• _Provided text_:
Donnelly represented the United States at the 1924 Summer Olympics on July 18 in Paris, where she won a gold medal as a member of the winning U.S. Women's team in the finals of the women's 4×100-meter freestyle relay. Donnelly, who swam the first 100-metre leg of the relay, and her American teammates Gertrude Ederle, famed for later swimming the English Channel, Ethel Lackie of the Illinois Athletic Club and Mariechen Wehselau set a new world record in the event final of 4:58.8, defeating the second-place silver medal team from Great Britain by close to a twenty-second margin. Donnely's women's 4x100 freestyle relay team's combined time was also a new Olympic record by a thirteen-second margin, the first Olympic time under five minutes for the event, and held as a world record for four years. In a finish that would not be considered close by modern standards, the British Women's 4x100 team that swam a 5:17.0, placed a full 18 seconds ahead of the Swedish team that took the bronze medal with a time of 5:35.6. Though all three of Euphrasia's 4x100 meter freestyle teammates won individual medals, Euphrasia competed exclusively as part of the 4x100 team relay, and did not enter an individual event. The 1924 U.S. Women's Olympic swimming team Head Coach was Louis De B. Handley, who coached New York's Women's Swimming Association founded and managed by Charlotte Epstein. Handley provided some pre-Olympic tips and training to Donnelly as part of her preparation for the Women's Olympic team.

Donnelly's U.S. 1924 Olympic teammates and travelling companions included three-time 1924 freestyle Olympic gold medalist, and future film star Johnny Weismuller, and 1924 Olympic silver medalist, Hawaiian Duke Kahanamoku of Honolulu. Also travelling with Donnelly and attending the 1924 Olympics was 1920 Antwerp rowing gold medalist Jack Kelly Sr., father of actress Grace Kelly. As part of her Olympic experience, Donelly met the Prince of Wales, actors Mary Pickford and Douglas Fairbanks, and after Olympic competition, the U.S. team performed for Belgium's Queen Elizabeth and King Albert I. Donnelly was chosen to compete in a 100-meter freestyle event as part of the Irish Tailteann Games in Dublin, Ireland, in August, 1924, which she won. The 1924 games were a revival of a much older traditional Irish sporting event dating back to 632 B.C.

Though known for her achievement of an Olympic gold medal in 1924, and her state titles in swimming events, Donnelly did not win a medal or title on the National level as part of American Athletic Union (AAU) competition during her swimming career.

== Post-Olympic life and careers ==
By 1925, Donnelly swam in a few professional meets. In her early post-Olympic career, she won a 9-mile professional distance swim in Toledo, Ohio, and took home $250 for her first-place finish. A few years after the Olympics, she worked as an instructor at Saint Mary-of-the-Woods College, a private Catholic liberal arts college in the greater Terre Haute area in West Central Indiana, about 80 miles Southeast of her native Indianapolis. During her time with Saint Mary-of-the-Woods, she taught swimming for six years. She subsequently filled a number of other swimming-related jobs, and worked as an instructor for the Riviera Club in Indianapolis in 1936. With her engagement announced in May 1931, on November 1, 1934, she married Bruce Raymond Bungard of Terre Haute, a fireman who died in 1952. In the 1940s and 50s she lived with husband Bruce Bungard in Indiana's Little Chapman Lake area, and enjoyed bowling to retain her fitness. She worked for a period as a lab and X-ray tech at the Murphy Medical Center in Warsaw, Indiana. In 1957, she married Richard L. Berlin, five years after the death of her former husband Bruce Ray Bungard.

• _Information_:
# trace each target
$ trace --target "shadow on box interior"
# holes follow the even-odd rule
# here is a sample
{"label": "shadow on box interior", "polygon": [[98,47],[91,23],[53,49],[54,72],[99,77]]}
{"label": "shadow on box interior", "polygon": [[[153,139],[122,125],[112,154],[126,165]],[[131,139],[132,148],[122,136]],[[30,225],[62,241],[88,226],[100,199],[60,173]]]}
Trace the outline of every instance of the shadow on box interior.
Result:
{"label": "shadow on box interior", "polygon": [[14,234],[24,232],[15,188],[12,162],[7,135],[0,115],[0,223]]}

• _Tasks for this exercise_:
1. From the Donnelly passage, output verbatim the part that opens with the words containing "Though known for" and closes with "her swimming career.".
2. According to the Donnelly passage, how much money did Donnelly take home for winning the 9-mile professional distance swim in Toledo, Ohio?
3. Name every American teammate who swam with Donnelly on the 1924 women's 4×100-meter freestyle relay team in the Donnelly passage.

• _Solutions to each task_:
1.
Though known for her achievement of an Olympic gold medal in 1924, and her state titles in swimming events, Donnelly did not win a medal or title on the National level as part of American Athletic Union (AAU) competition during her swimming career.

2. $250

3.
Gertrude Ederle
Ethel Lackie
Mariechen Wehselau